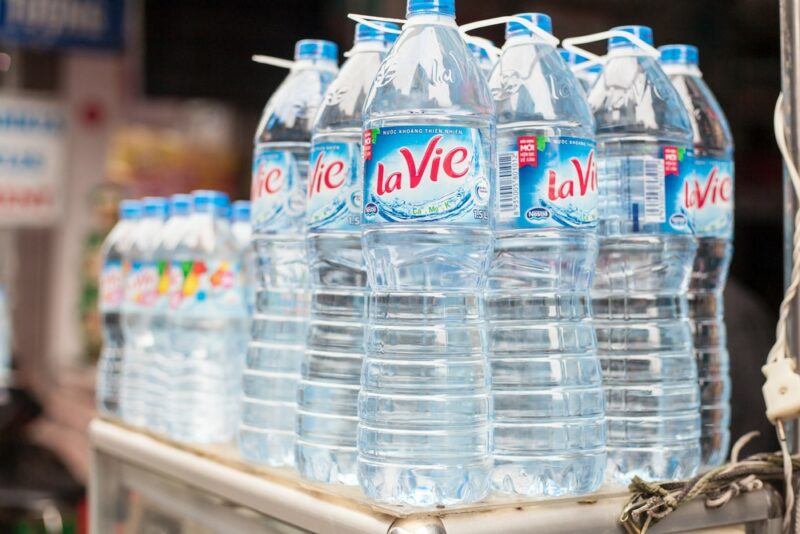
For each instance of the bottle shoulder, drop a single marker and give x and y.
(289, 114)
(531, 83)
(633, 96)
(429, 71)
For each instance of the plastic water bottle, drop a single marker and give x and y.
(280, 168)
(114, 255)
(708, 196)
(644, 142)
(428, 150)
(170, 283)
(206, 326)
(243, 232)
(548, 421)
(141, 294)
(586, 75)
(327, 414)
(482, 57)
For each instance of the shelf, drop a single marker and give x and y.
(190, 482)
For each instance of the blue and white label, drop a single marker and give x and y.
(547, 182)
(708, 196)
(334, 192)
(426, 173)
(276, 192)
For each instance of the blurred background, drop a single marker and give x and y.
(104, 99)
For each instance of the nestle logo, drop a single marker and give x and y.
(536, 214)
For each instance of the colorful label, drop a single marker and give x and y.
(708, 196)
(547, 182)
(141, 284)
(217, 283)
(334, 193)
(112, 286)
(425, 173)
(276, 191)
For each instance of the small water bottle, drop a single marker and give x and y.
(647, 247)
(587, 75)
(170, 280)
(428, 156)
(327, 396)
(141, 294)
(206, 326)
(708, 196)
(548, 420)
(280, 168)
(114, 255)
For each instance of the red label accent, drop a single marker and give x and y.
(527, 151)
(671, 163)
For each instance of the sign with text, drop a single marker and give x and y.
(32, 160)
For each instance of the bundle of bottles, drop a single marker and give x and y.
(471, 277)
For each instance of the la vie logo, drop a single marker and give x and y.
(433, 162)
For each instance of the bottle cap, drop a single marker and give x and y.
(155, 206)
(540, 20)
(316, 49)
(431, 7)
(679, 55)
(130, 209)
(642, 32)
(368, 33)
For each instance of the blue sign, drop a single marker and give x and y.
(96, 24)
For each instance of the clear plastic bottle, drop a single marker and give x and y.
(112, 297)
(548, 421)
(170, 283)
(141, 295)
(428, 150)
(586, 75)
(708, 196)
(280, 168)
(644, 143)
(327, 415)
(206, 326)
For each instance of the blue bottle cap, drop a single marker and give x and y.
(130, 209)
(679, 55)
(368, 33)
(642, 32)
(316, 49)
(431, 7)
(540, 20)
(155, 206)
(180, 204)
(241, 210)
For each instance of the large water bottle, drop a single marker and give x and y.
(587, 75)
(206, 326)
(170, 283)
(327, 414)
(644, 142)
(114, 255)
(280, 168)
(428, 150)
(708, 196)
(141, 295)
(548, 423)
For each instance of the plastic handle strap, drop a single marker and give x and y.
(549, 38)
(592, 59)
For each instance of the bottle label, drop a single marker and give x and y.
(112, 286)
(334, 193)
(276, 191)
(141, 284)
(708, 196)
(217, 283)
(547, 182)
(425, 173)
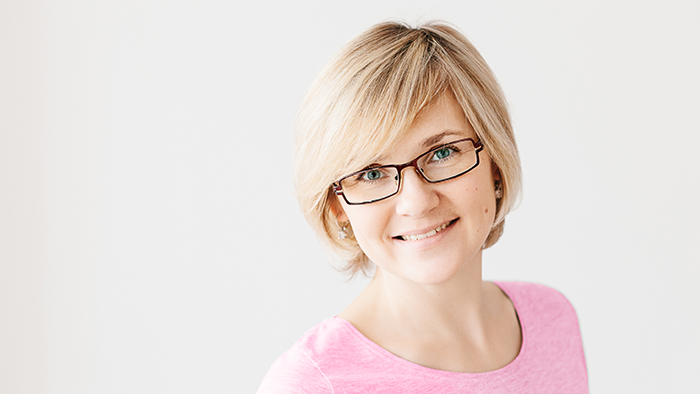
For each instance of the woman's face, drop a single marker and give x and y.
(465, 204)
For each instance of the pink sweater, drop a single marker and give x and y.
(334, 357)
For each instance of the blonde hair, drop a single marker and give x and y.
(365, 99)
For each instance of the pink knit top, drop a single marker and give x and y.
(333, 357)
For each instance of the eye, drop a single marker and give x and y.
(442, 153)
(371, 175)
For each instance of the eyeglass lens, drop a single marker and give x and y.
(444, 162)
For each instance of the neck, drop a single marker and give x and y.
(450, 309)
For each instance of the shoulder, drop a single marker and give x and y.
(304, 367)
(535, 296)
(542, 310)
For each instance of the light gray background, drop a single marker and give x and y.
(149, 237)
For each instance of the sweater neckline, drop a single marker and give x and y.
(506, 369)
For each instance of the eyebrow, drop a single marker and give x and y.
(430, 141)
(427, 143)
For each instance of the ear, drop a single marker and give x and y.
(495, 172)
(337, 209)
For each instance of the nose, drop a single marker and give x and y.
(417, 197)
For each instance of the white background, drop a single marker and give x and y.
(150, 241)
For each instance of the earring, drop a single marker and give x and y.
(343, 232)
(499, 189)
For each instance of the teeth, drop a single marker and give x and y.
(426, 235)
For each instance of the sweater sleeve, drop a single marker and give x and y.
(295, 373)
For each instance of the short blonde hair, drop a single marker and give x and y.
(365, 99)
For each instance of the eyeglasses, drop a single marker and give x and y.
(439, 164)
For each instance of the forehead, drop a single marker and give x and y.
(441, 121)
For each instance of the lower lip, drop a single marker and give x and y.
(426, 243)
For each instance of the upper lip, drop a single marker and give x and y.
(425, 229)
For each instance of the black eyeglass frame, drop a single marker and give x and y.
(338, 189)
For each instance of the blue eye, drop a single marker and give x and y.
(442, 153)
(371, 175)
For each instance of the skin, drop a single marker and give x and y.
(427, 302)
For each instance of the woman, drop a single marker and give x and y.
(406, 163)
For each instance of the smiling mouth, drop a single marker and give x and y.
(429, 234)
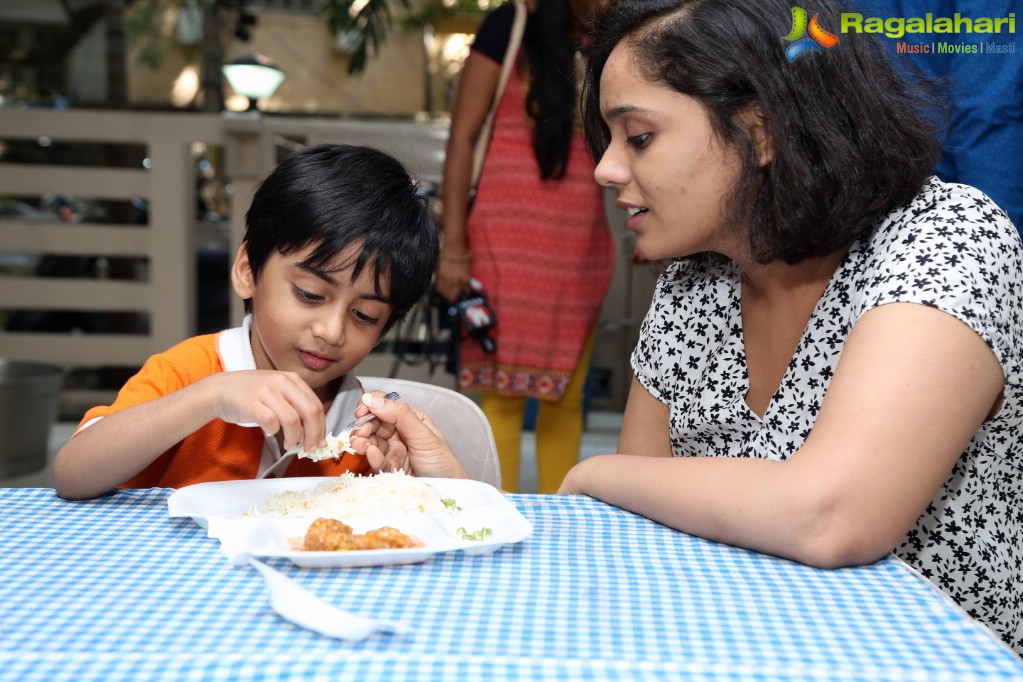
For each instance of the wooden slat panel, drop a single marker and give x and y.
(62, 238)
(104, 183)
(85, 350)
(58, 293)
(109, 125)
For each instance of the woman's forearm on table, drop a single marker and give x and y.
(757, 504)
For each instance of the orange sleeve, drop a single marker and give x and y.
(164, 373)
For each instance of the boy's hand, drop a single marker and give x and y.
(277, 401)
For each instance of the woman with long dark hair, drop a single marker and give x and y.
(536, 237)
(832, 367)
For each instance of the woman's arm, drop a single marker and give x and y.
(477, 86)
(910, 391)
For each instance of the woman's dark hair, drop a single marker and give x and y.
(552, 95)
(849, 136)
(338, 195)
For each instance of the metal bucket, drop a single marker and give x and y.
(30, 397)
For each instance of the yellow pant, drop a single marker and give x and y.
(559, 428)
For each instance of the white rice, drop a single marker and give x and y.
(350, 496)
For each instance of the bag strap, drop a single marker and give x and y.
(483, 141)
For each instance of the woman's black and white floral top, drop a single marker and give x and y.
(951, 248)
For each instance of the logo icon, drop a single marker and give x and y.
(818, 37)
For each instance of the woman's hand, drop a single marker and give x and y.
(408, 440)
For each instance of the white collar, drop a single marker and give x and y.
(234, 348)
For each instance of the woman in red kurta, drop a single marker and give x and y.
(536, 239)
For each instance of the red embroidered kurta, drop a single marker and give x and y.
(543, 254)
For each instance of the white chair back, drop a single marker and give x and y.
(462, 422)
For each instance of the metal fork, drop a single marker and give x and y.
(345, 436)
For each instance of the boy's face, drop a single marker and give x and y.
(315, 323)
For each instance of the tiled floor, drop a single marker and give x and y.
(601, 438)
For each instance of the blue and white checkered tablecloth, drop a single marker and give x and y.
(113, 589)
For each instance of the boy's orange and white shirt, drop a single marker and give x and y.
(221, 451)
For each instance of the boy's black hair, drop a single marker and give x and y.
(339, 195)
(849, 138)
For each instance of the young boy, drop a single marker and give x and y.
(339, 245)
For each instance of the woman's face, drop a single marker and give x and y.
(671, 173)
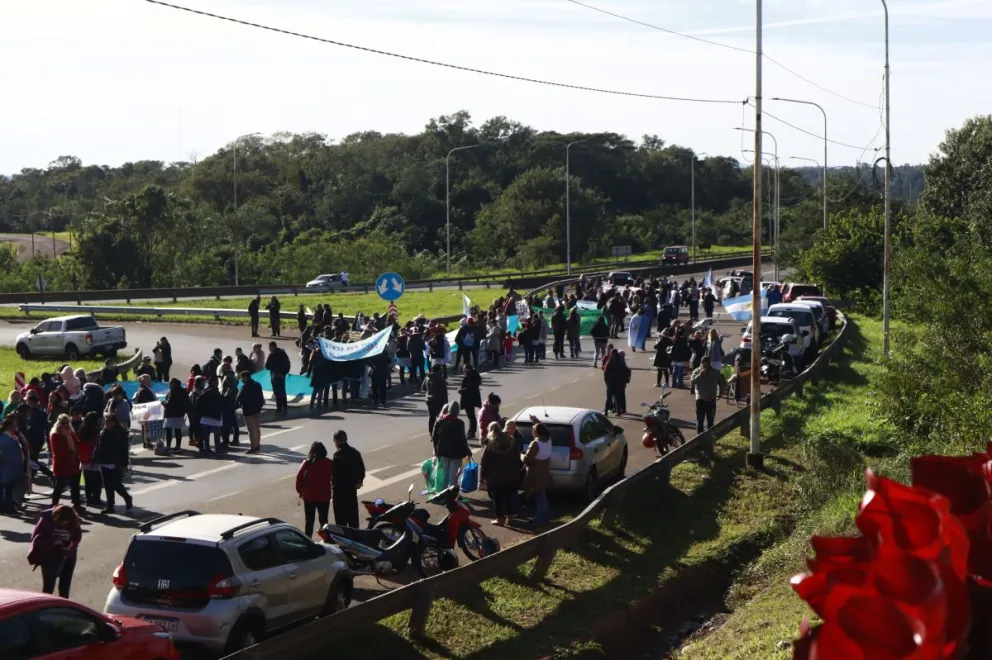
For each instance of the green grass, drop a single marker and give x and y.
(429, 303)
(11, 363)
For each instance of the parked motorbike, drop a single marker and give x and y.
(659, 432)
(373, 552)
(457, 527)
(776, 361)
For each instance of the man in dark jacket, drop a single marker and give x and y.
(349, 474)
(253, 313)
(251, 400)
(279, 366)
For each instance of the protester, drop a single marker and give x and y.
(54, 543)
(450, 444)
(499, 468)
(112, 454)
(279, 367)
(538, 477)
(313, 485)
(251, 399)
(708, 383)
(471, 397)
(349, 475)
(65, 461)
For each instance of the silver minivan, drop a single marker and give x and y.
(587, 449)
(224, 582)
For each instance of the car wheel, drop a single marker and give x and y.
(592, 485)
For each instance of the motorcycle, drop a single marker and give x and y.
(457, 527)
(659, 432)
(373, 552)
(776, 362)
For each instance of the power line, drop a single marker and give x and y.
(721, 45)
(446, 65)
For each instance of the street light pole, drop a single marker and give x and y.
(817, 105)
(235, 168)
(447, 198)
(692, 183)
(886, 266)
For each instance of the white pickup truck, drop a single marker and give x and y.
(72, 337)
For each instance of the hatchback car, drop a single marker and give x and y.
(39, 626)
(586, 448)
(224, 582)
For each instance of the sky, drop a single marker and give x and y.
(112, 81)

======

Work to do: Format the lines, starting at the one containing "For each instance of the motorcycle, drop" and ending with the last line of the records, as a JSON list of strings with one string per line and blank lines omitted.

Exercise output:
[
  "For each instance of the motorcycle, drop a single marker and give x and y.",
  "(457, 527)",
  "(659, 432)",
  "(373, 552)",
  "(776, 362)",
  "For each instance of the power line, drop a single marker and give x and y.",
  "(721, 45)",
  "(446, 65)",
  "For each instance of the street light pole, drop a single marker and give x and y.",
  "(817, 105)",
  "(235, 168)",
  "(447, 198)",
  "(692, 183)",
  "(886, 266)",
  "For each instance of the white pickup truck, drop a single marker and give x and y.",
  "(72, 337)",
  "For each instance of the hatchback car, drop a single marker and give x and y.",
  "(39, 626)",
  "(586, 448)",
  "(224, 582)",
  "For each instance of the sky, drop a single marker and give x and y.",
  "(112, 81)"
]